» **WORK ORDER**
Go through the records below and show every line with the string "windshield".

» **Collected data entries**
┏━━

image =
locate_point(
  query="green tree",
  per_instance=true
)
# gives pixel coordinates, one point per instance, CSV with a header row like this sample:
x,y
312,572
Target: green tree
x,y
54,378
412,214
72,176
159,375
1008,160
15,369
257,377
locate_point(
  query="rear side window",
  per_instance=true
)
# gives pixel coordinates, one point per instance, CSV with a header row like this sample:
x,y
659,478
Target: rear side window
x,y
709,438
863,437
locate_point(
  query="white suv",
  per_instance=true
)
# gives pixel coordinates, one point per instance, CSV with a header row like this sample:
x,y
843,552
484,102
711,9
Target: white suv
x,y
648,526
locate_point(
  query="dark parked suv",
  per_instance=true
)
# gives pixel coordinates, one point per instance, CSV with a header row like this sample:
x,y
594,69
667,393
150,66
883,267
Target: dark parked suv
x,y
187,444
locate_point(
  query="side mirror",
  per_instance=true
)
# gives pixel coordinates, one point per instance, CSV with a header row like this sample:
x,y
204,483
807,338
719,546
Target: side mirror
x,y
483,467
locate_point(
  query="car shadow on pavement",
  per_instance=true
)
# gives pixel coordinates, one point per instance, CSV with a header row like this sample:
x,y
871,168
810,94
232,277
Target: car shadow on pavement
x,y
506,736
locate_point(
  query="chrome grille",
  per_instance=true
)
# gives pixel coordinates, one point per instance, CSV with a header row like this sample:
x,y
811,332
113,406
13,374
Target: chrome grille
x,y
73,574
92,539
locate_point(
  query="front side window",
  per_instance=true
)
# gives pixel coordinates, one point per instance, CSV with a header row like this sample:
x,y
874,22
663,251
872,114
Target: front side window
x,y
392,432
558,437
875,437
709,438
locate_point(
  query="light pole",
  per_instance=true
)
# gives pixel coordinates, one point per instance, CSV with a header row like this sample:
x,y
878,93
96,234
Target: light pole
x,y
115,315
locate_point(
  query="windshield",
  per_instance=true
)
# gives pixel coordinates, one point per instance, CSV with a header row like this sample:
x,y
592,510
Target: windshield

┗━━

» **EXPECTED OUTPUT**
  query="windshield",
Target: windshield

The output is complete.